> **Texto fornecido**:
----------
Pintar o cabelo na Copa não pode? Uma discussão sobre gênero e nossa ideia de futebol.

O futebol nacional não é apenas fundador da identidade cultural brasileira, mas principalmente do arquétipo do homem brasileiro.

Ao percorrer os portais da internet em buscas de análises que tentassem explicar a derrota brasileira nas quartas de finais da Copa do Mundo para a Croácia, me deparei com o seguinte título veiculado pela Uol: “ Cabelo pintado na seleção é falta de foco, comentaristas divergem.” A matéria inusitada lança uma polêmica aparentemente vazia em um setor em que o desempenho dentro de campo deveria ser o mais importante, depois de uma derrota em um contra-ataque faltando menos de 4 minutos. Embora seja crucial também, na  busca por fatores que foram decisivos para o Brasil cair mais uma vez para um seleção europeia,  contextualizar a derrota.

Não se podem negar que o contexto influencia o desempenho de um time, mas produzir análises em cima de escolhas individuais (mesmo que tenha sido feita coletivamente, a decisão é pessoal) e comportamentais tais quais: o que comem, o que vestem, como cortam o cabelo, o que usam, como dançam, comemoram ou escutam musicalmente, não ajudam muito a elucidar o contexto real que circundam o mundo do futebol moderno, os quais estão na esfera geopolítica e nas relações capitalistas. Você pode até pensar que essas coisas são a ponta do iceberg dessas relações, entretanto, da maneira como são debatidas nesses espaços da mídia, não passam de ações para moralizar e enquadrar os jogadores dentro do comportamento que se espera ser o ideal para a função.

Para mim, que sou uma estudiosa das relações de gênero, discutir sobre cabelo platinado e uso de brinco esconde outra coisa, um debate sobre masculinidade.  Pintar o cabelo e colocar brinco sempre foram ações consideradas femininas, a vaidade por si só  é vista como algo da esfera feminina, não combinaria no imaginário com o campo de batalha chamado estádio e com um soldado na trincheira do gramado de uma partida de futebol.

O futebol nacional não é apenas fundador da identidade cultural brasileira, mas principalmente do arquétipo do homem brasileiro. Saber jogar bola é fundamental para um garoto se firmar rapaz entre outros garotos, fazer o chamado papel de homem, enquanto no âmago da nossa sociedade, esse esporte sempre foi um terreno dominado pelos homens para eles mesmos. Não é por acaso que o futebol foi proibido em solo nacional às mulheres por 40 anos! Menos ainda que as expressões, códigos de conduta e o vocabulário futebolístico sejam transportados do jogo para as relações amorosas e sexuais. Pintar o cabelo e colocar brinco feriria esse código de conduta do macho brasileiro, pois o deixaria mais feminino, algo que não combinaria na fantasia popular com um guerreiro jogador de futebol.
----------
> **Conteúdo da listagem**:
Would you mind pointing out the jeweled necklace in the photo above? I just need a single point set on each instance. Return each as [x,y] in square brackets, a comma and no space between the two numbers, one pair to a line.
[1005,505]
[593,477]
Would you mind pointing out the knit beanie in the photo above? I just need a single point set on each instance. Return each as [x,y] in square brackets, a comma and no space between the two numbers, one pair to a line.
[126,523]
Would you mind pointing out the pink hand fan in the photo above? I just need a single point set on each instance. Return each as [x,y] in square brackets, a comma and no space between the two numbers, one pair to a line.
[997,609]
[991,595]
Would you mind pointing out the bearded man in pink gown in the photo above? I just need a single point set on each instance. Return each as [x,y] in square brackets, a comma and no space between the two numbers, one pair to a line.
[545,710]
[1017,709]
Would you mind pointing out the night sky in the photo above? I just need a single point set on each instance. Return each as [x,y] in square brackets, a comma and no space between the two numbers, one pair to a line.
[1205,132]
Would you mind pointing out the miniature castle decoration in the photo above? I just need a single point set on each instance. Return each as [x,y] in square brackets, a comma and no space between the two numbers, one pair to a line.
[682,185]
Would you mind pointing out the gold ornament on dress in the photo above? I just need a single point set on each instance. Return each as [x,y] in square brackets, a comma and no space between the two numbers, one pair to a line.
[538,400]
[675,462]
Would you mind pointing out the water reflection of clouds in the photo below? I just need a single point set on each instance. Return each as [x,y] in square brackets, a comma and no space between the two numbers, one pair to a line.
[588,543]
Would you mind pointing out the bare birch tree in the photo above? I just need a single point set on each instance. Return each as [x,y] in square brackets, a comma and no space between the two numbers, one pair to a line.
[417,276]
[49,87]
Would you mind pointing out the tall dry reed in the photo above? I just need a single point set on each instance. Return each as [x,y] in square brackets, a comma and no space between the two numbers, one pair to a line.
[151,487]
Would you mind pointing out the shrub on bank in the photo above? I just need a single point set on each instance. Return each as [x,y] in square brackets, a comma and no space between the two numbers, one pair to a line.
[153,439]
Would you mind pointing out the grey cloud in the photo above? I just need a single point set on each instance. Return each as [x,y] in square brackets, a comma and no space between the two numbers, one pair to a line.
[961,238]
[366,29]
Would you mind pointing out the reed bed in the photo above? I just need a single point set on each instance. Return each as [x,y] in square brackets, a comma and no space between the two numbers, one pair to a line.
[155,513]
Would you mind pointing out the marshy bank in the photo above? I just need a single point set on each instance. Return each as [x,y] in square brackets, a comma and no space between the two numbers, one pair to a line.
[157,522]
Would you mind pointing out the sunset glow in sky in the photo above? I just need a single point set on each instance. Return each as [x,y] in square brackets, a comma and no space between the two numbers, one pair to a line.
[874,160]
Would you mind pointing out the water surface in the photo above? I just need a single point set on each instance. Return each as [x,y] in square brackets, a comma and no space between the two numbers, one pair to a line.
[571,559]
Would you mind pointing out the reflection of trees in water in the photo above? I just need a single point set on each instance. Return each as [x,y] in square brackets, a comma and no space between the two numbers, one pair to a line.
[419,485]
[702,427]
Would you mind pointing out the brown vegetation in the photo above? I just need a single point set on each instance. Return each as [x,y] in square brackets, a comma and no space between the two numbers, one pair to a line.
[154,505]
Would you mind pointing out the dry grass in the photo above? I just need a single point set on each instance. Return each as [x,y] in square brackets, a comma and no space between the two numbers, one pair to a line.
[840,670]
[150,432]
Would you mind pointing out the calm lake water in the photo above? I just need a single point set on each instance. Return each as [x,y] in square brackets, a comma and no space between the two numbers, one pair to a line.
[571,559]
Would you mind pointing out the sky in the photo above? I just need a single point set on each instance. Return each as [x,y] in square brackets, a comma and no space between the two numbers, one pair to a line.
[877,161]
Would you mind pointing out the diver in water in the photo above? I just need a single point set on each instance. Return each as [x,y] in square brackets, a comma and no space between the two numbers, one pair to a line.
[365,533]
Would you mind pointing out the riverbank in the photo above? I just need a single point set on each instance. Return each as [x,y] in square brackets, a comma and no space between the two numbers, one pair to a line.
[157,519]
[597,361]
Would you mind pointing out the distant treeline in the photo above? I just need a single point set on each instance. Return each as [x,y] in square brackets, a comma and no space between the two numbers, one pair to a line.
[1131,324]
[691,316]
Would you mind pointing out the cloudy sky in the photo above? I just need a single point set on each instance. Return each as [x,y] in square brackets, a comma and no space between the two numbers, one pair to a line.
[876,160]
----------
> **Objetivo da tarefa**: Segundo o texto sobre cabelo pintado na Copa, durante quantos anos o futebol foi proibido às mulheres em solo nacional?

> **Exercício concluído**: Durante 40 anos.